--- start PASSAGE GIVEN ---
Moreover, architects must consult with the client regarding their design, building features, and selecting a builder. 

Meanwhile, architecture students follow a similar process to define the problem, come up with ideas, present to others, and make revisions.

FAQ’s about the architecture design process

What is the order of architecture design?

The process of architectural design can vary based on the nature of the project, its size, and the specific methodologies followed by architects. However to summarize, a typical order of architectural design phases, as often taught in architecture schools and practiced in many architectural firms, consists of the following stages:

  1. Pre-Design or Preliminary Phase
    • Programming: Identify the needs, desires, and functions that the building must support.
    • Feasibility Studies: Evaluate the project’s viability, including potential site evaluations.
    • Site Analysis: Understand the characteristics of the project’s physical location, such as sun path, wind patterns, topography, views, and surrounding context.
  2. Schematic Design (SD)
    • Develop preliminary design concepts.
    • Create rough sketches and basic layouts.
--- end PASSAGE GIVEN ---
--- start DATA RECORDS ---
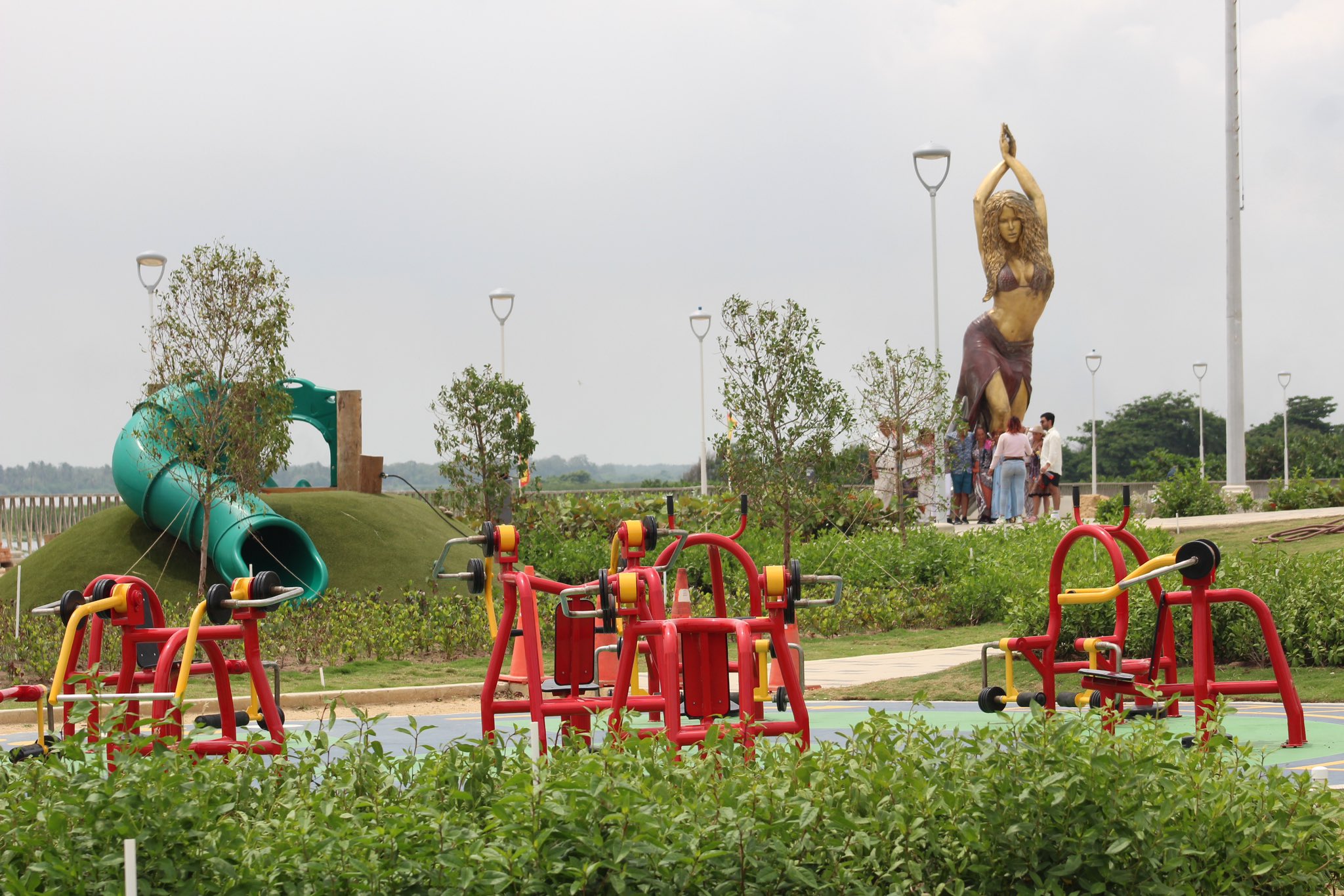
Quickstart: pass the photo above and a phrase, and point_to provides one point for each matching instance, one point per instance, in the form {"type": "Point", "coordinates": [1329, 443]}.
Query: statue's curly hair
{"type": "Point", "coordinates": [1034, 243]}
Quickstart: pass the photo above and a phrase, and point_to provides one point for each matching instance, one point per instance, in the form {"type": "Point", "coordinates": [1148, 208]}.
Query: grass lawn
{"type": "Point", "coordinates": [1238, 538]}
{"type": "Point", "coordinates": [1314, 684]}
{"type": "Point", "coordinates": [365, 674]}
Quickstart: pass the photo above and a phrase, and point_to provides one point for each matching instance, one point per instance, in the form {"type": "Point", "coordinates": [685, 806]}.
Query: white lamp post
{"type": "Point", "coordinates": [933, 152]}
{"type": "Point", "coordinates": [151, 265]}
{"type": "Point", "coordinates": [1200, 369]}
{"type": "Point", "coordinates": [1095, 365]}
{"type": "Point", "coordinates": [501, 298]}
{"type": "Point", "coordinates": [699, 319]}
{"type": "Point", "coordinates": [1282, 380]}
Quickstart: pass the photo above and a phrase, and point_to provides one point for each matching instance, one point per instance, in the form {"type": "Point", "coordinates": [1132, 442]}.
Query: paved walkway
--- end DATA RECORDS ---
### OBJECTIVES
**A.** Reproduce the architecture design passage between "1. Pre-Design or" and "preliminary design concepts.", inclusive.
**B.** In the architecture design passage, what is the second phase in the typical order of design stages?
**C.** Extend the architecture design passage, picking up right after its last line.

### EXPECTED ANSWERS
**A.**
1. Pre-Design or Preliminary Phase
    • Programming: Identify the needs, desires, and functions that the building must support.
    • Feasibility Studies: Evaluate the project’s viability, including potential site evaluations.
    • Site Analysis: Understand the characteristics of the project’s physical location, such as sun path, wind patterns, topography, views, and surrounding context.
  2. Schematic Design (SD)
    • Develop preliminary design concepts.

**B.** Schematic Design (SD).

**C.**
    • Initial discussions about materials, systems, and structure.
    • Preliminary cost estimation.
  3. Design Development (DD)
    • Refine and detail the schematic design.
    • Detailed drawings and other documents are produced.
    • Choose specific materials and systems.
    • Update cost estimation based on more detailed design.
  4. Construction Documents (CD)
    • Produce detailed drawings and specifications that will guide the contractors in construction.
    • These documents are used for bidding and construction, and they’re legally binding.
  5. Bidding or Negotiation
    • The project owner (or their representative) seeks bids or negotiates with contractors.
    • The architect might assist in evaluating bids or proposals.
  6. Construction Administration (CA)
    • The architect monitors the construction process to ensure it aligns with the design intent.
    • Address any issues or questions that arise during construction.
    • Review and approve (or reject) contractor payments based on work progress.
  7. Post-Construction
    • Building Commissioning: This ensures that building systems are designed, installed, and calibrated to operate as intended.
    • Post-Occupancy Evaluation (POE): Feedback is gathered from the building’s users to understand what works and what doesn’t in the completed building.

It’s worth noting that in many modern architectural practices, especially with the adoption of integrated design processes and Building Information Modeling (BIM), these phases might overlap, and the process can be more iterative. Collaborations with other disciplines like structural, mechanical, and civil engineering may also influence the order and flow of work.